Но пытливому уму Лазара рамки чистого искусства были тесны. В тепличной атмосфере декадентского Парижа конца XIX столетия его эстетические интересы стремительно переродились в политическую активность: традиционным политическим партиям Лазар бросал вызов столь же охотно, сколь и традиционным художественным школам. И у него для этого, несомненно, была масса возможностей — последние десятилетия XIX века стали в Париже репетицией нашей эры интернета: бурно развивавшаяся желтая пресса наводнила столицу дешевыми массовыми газетенками, которые сокрушали репутации политиков и прочих влиятельных лиц. В этом бедламе парижской журналистики Лазар быстро добился успеха: к 1892 году он писал статьи о театре и литературе для нескольких изданий.

Два фактора побудили Лазара отойти от искусства и обратиться к политике: теракты анархистов и дело Дрейфуса. Лазар полагал, что у этих, на первый взгляд, не связанных друг с другом явлений много общего.

Большинство из нас при слове «анархия» представляет себе либо детскую площадку, выстроенную по методу Монтессори , либо те регионы Судана, где царит беззаконие. В Париже Лазара оно означало волну терактов, ввергшую город в ужас. В 1892–1894 годах террористы по политическим причинам устраивали взрывы в самых разных местах — от популярных кафе до Национального собрания: пиком этой волны террора стало убийство президента Сади Карно . Эти так называемые акты «пропаганды действием» ставили себе целью ни более ни менее как крах Третьей республики: анархисты считали, что гарантируемые государством права сводятся к праву, по меткому выражению Анатоля Франса, голодать, ночуя под мостом.

Но к той разновидности анархизма, которую исповедовал Лазар, этот террор не имел никакого отношения. Кровавые теракты внушали писателю не меньшее отвращение, чем репрессивные законы, принятые по их следам. Лазар полагал, что рабочие неизбежно проиграют и при социалистах, и при консерваторах. Правительства меняются, а эксплуатация и пренебрежение к бедным и обездоленным не исчезают. Он верил, что лишь демократические и децентрализованные сообщества рабочих способны удовлетворить материальные и эмоциональные потребности граждан. Если бы участнице Движения чаепития  суждено было выйти замуж за коммуниста, этот союз произвел бы на свет идеологическое детище, похожее на Лазара.

Однако в 1894 году карьера Лазара под влиянием мощной силы притяжения дела Дрейфуса отклонилась от прежней траектории. Задолго до того как известные писатели и политики, такие как Эмиль Золя, Жан Жорес , Жорж Клемансо  и Шарль Пеги , выступили единым фронтом в защиту Дрейфуса, Лазар очертя голову ринулся в бой. Анархистские убеждения объясняли его решение — в конце концов, как бы сурово Лазар ни критиковал республику, он неизменно оставался республиканцем. Революция 1789 года, в результате которой возникла Первая республика, олицетворяла для Лазара все великое и благое для человечества. Евреи Нима, исконное меньшинство, обитавшее в городе, который и сам с религиозной точки зрения был в меньшинстве во Франции в целом, отличались особенной преданностью трояким революционным идеалам — свободе, равенству, братству. Арест Дрейфуса ясно дал понять: защита этих ценностей требует вечной бдительности от всех французских граждан, и евреев, и анархистов, и католиков, и консерваторов.

_Задание A_: Как в двух предложениях изложить суть текста о Лазаре?
_Задание B_: Как перевести на английский язык предложение из текста о Лазаре: «Правительства меняются, а эксплуатация и пренебрежение к бедным и обездоленным не исчезают.»?
_Задание C_: Сможете подхватить текст о Лазаре и продолжить его после последнего предложения?

_Исходные данные_:
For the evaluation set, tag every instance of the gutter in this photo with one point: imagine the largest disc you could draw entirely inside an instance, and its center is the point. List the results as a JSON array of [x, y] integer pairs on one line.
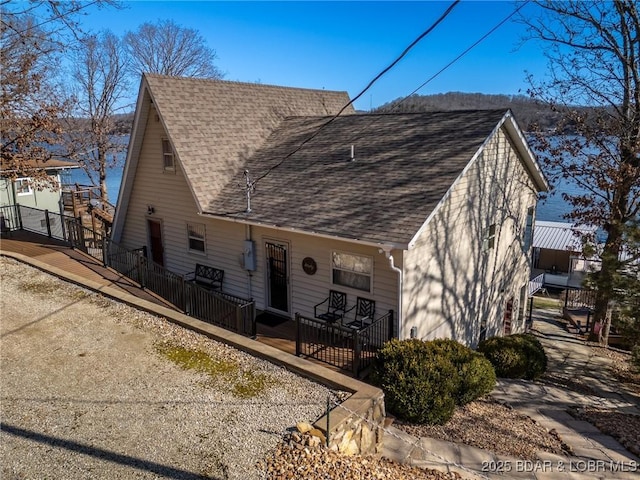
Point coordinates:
[[398, 270], [384, 246]]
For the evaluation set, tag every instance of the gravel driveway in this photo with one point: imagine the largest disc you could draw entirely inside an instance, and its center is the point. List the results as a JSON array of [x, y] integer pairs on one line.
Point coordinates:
[[91, 388]]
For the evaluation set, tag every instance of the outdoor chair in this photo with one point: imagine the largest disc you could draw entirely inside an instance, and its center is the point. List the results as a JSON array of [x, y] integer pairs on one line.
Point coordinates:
[[336, 306], [365, 310]]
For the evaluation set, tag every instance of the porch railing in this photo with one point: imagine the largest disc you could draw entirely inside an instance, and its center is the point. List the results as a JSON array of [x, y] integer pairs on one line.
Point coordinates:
[[218, 308], [338, 345], [580, 298]]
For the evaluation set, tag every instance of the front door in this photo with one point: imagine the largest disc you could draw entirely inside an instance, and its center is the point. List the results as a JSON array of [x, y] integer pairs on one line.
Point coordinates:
[[155, 239], [277, 276]]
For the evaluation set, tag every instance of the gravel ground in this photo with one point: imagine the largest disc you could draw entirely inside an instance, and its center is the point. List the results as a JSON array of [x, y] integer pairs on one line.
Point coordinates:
[[87, 393]]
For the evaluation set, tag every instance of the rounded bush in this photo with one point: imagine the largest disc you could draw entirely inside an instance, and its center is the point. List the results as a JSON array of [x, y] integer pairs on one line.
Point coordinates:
[[476, 375], [424, 381], [515, 356]]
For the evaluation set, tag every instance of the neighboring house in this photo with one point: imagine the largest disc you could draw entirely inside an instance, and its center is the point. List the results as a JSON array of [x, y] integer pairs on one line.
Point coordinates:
[[34, 191], [23, 189], [557, 253], [428, 214]]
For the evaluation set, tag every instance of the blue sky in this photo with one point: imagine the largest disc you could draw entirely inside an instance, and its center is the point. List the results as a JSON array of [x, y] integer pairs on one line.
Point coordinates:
[[343, 45]]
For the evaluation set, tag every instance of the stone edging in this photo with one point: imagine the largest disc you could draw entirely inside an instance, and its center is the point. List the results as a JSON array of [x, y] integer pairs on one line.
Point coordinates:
[[355, 426]]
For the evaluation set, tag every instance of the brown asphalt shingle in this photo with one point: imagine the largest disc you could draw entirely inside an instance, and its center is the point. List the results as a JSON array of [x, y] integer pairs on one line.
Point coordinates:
[[404, 164], [215, 126]]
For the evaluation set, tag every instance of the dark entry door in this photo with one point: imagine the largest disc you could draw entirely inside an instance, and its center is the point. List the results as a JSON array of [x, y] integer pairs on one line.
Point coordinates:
[[155, 239], [278, 277]]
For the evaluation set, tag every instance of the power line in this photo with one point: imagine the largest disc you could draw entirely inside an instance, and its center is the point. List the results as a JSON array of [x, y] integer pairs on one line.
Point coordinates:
[[375, 79], [508, 17], [397, 105], [55, 17]]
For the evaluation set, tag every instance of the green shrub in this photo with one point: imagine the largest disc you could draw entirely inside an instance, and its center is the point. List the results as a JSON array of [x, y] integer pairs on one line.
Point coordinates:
[[515, 356], [424, 381], [476, 375]]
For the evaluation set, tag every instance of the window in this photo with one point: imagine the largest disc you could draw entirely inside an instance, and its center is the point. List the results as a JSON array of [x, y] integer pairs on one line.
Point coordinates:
[[23, 186], [167, 155], [196, 238], [528, 229], [354, 271], [489, 238]]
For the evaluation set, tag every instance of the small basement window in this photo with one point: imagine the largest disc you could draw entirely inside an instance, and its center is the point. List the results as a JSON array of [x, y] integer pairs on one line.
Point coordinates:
[[353, 271], [489, 238], [167, 155], [23, 186], [196, 237]]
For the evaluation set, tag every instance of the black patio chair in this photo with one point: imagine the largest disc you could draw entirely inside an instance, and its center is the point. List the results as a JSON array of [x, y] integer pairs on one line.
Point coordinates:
[[336, 307], [365, 310]]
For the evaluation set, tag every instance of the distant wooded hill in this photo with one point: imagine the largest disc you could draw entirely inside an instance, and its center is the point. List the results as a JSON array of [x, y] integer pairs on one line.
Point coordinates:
[[526, 110]]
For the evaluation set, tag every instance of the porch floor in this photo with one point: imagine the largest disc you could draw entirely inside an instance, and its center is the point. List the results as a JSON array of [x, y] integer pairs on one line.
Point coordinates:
[[60, 255]]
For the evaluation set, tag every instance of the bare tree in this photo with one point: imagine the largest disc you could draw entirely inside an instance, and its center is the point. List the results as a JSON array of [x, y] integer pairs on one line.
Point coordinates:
[[169, 49], [593, 50], [33, 36], [100, 71]]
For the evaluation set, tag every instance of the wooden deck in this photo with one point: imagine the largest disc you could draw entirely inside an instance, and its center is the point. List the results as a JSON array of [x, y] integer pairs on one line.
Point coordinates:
[[58, 254]]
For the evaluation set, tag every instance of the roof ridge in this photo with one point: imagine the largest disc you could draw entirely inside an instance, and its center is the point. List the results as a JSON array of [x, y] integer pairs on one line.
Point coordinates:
[[237, 82]]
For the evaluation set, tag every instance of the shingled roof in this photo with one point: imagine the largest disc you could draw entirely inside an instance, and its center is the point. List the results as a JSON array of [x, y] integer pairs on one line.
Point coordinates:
[[404, 164], [215, 126]]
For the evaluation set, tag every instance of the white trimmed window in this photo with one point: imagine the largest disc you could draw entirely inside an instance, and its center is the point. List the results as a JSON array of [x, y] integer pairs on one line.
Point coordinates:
[[489, 238], [353, 271], [167, 155], [196, 237], [23, 186]]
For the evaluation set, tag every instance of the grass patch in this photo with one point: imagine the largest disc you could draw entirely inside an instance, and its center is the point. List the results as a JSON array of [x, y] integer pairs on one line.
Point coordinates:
[[543, 302], [242, 383], [39, 287]]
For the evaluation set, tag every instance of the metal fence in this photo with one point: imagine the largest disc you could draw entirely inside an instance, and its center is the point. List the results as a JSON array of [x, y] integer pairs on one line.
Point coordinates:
[[218, 308], [580, 298], [343, 347]]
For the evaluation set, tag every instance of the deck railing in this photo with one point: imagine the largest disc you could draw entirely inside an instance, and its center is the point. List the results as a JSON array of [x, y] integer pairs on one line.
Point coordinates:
[[343, 347], [218, 308]]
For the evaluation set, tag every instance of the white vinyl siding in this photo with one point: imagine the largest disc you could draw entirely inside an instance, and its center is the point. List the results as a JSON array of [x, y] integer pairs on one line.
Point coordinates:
[[23, 186], [196, 239], [452, 287], [353, 271]]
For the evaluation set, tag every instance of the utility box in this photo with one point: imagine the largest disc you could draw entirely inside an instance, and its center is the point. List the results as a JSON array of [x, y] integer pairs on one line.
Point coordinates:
[[249, 255]]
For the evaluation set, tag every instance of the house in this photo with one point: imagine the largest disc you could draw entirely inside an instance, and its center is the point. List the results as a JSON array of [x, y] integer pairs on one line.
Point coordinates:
[[29, 188], [428, 214], [558, 253], [18, 188]]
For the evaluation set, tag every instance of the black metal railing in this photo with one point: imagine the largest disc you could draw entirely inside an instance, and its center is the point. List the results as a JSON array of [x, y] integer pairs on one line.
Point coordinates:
[[218, 308], [338, 345], [580, 298]]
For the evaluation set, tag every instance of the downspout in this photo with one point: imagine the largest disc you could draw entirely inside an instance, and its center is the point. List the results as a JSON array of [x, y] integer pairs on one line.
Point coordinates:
[[249, 273], [398, 270]]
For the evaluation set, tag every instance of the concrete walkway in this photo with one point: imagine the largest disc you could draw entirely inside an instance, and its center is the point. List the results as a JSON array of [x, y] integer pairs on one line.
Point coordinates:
[[596, 456]]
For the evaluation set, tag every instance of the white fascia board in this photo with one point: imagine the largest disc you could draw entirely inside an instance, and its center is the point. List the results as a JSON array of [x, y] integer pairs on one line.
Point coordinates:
[[524, 150], [381, 245]]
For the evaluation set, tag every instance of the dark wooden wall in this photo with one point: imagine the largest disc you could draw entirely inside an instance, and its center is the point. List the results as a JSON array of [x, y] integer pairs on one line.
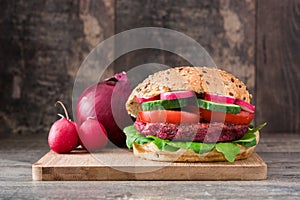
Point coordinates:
[[42, 44]]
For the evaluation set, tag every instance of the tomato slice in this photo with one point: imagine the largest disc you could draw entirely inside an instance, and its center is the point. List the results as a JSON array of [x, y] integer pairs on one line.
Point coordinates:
[[168, 116], [243, 117]]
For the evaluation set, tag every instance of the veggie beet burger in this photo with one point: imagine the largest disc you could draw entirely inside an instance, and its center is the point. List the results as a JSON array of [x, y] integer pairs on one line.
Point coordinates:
[[191, 114]]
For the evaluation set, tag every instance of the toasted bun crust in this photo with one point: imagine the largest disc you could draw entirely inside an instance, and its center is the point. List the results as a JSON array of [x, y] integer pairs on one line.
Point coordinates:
[[198, 79], [149, 151]]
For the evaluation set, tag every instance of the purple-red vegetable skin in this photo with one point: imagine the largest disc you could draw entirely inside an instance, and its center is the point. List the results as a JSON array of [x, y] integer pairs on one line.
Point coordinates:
[[105, 101], [63, 136], [92, 135]]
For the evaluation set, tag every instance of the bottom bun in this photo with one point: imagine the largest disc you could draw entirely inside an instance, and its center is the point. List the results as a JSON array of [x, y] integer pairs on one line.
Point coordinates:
[[150, 151]]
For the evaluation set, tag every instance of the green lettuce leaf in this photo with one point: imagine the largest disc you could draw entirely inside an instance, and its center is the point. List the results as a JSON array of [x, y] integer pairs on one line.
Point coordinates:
[[228, 149]]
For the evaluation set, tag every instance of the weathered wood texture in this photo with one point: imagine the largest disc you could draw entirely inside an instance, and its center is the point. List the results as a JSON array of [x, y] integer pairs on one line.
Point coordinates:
[[278, 64], [42, 46], [226, 29], [283, 181]]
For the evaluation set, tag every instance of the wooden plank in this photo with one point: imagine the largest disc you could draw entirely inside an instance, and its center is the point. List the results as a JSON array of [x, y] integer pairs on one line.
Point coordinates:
[[45, 43], [278, 61], [123, 165]]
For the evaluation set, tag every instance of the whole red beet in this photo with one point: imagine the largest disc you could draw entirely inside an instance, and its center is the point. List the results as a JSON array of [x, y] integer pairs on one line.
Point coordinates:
[[63, 136], [105, 101]]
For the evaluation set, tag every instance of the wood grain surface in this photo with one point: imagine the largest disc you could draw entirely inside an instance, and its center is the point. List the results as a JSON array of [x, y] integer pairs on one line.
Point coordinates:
[[278, 69], [44, 43], [123, 165]]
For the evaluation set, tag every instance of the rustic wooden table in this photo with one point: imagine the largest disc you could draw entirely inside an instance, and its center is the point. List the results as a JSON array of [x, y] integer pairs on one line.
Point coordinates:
[[280, 151]]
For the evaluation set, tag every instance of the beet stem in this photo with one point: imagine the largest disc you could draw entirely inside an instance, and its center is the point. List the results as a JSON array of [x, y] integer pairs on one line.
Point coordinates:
[[63, 106]]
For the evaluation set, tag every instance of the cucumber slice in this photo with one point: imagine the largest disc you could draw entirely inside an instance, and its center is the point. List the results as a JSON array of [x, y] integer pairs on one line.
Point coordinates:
[[168, 104], [219, 107]]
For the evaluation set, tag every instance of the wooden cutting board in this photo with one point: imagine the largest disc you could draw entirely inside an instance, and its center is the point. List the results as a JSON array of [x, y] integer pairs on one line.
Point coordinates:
[[121, 164]]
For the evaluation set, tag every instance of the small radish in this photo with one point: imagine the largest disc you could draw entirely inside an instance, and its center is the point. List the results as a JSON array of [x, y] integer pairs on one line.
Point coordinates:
[[176, 95], [146, 99], [245, 106], [219, 98], [63, 136], [92, 134]]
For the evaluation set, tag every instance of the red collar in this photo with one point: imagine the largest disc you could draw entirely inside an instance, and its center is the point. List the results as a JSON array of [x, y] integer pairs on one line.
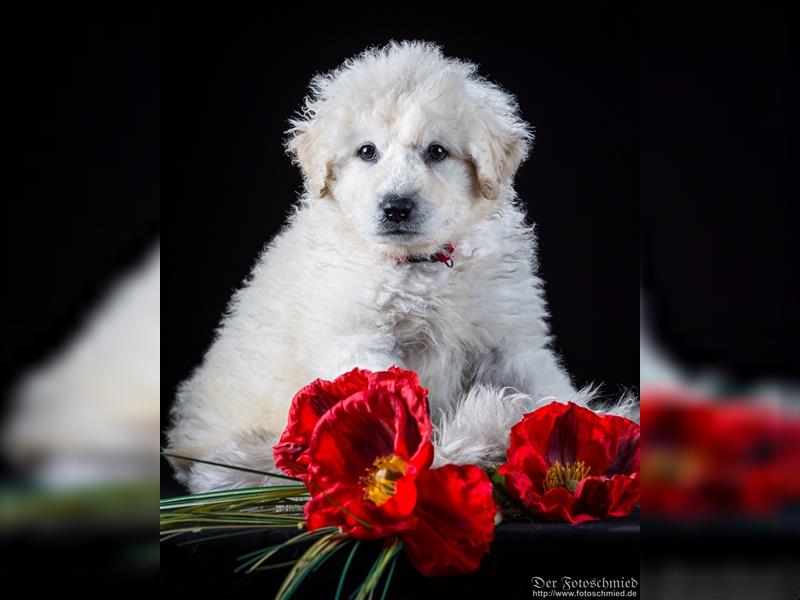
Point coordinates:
[[443, 255]]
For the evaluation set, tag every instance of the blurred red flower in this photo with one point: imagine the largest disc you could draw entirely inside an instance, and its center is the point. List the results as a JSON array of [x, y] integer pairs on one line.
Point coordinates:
[[362, 444], [568, 463], [704, 456]]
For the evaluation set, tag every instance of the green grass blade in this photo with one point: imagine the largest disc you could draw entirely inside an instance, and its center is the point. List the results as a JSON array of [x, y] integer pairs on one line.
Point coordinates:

_Ответ A_: Лазар, к 1892 году добившийся успеха в парижской журналистике статьями о театре и литературе, отошел от искусства и обратился к политике под влиянием терактов анархистов и дела Дрейфуса. Он отвергал кровавый террор и верил в демократические децентрализованные сообщества рабочих, но оставался республиканцем и в 1894 году ринулся на защиту Дрейфуса задолго до того, как в его защиту выступили Золя, Жорес, Клемансо и Пеги.

_Ответ B_: Governments change, yet exploitation and neglect of the poor and the dispossessed do not disappear.

_Ответ C_:
«Дрейфус невиновен: защитники закона, справедливости и правды». Плакат, изображающий некоторых дрейфусаров, боровшихся. за невиновность Альфреда Дрейфуса. Бернар Лазар внизу слева. 1899

Когда после суда над Дрейфусом Францию охватили антисемитские настроения, политические убеждения Лазара направили его неожиданным путем: назад к своим еврейским корням. В 1896 году он выпустил провокационную брошюру «Судебная ошибка: правда о деле Дрейфуса». И язвительный стиль, и беспощадный анализ брошюры предвосхитили куда более известную статью Золя «Я обвиняю», которая появилась лишь двумя годами позже. Лазар заявил, что капитан Дрейфус пал жертвой лжи и махинаций высшего руководства армии и правительства. Кстати, в отличие от Золя, Лазар привлекает внимание к вероисповеданию Дрейфуса. «Его арестовали потому, что он еврей, — ярился Лазар, — и судили его потому, что он еврей, и приговор ему вынесли потому, что он еврей, и голоса правды и справедливости утихли потому, что он еврей».

Обложка брошюры Бернара Лазара «Судебная ошибка: правда о деле Дрейфуса». 1896

Молчание, встретившее публикацию брошюры, глубоко впечатлило Лазара. Лишь немногие друзья и коллеги из числа левых откликнулись на его призыв, антисемитские же газеты обрушились на него. К 1898 году, когда Дрейфуса вернули с Чертова острова во Францию для пересмотра дела, Лазар уже склонен был считать «символом гонений на евреев» не только капитана, но и себя самого. Та же антисемитская истерия, которая побудила Теодора Герцля (он писал о публичном разжаловании Дрейфуса для одной венской газеты) увлечься идеями сионизма, способствовала и обращению Лазара. Под глубоким впечатлением от книги Герцля «Еврейское государство» Лазар пришел практически к такому же выводу, что и его австрийский коллега: несмотря на все усилия евреев ассимилироваться, им всегда будут напоминать, что они остаются евреями. Это далеко уводило Лазара от его прежних анархистских воззрений.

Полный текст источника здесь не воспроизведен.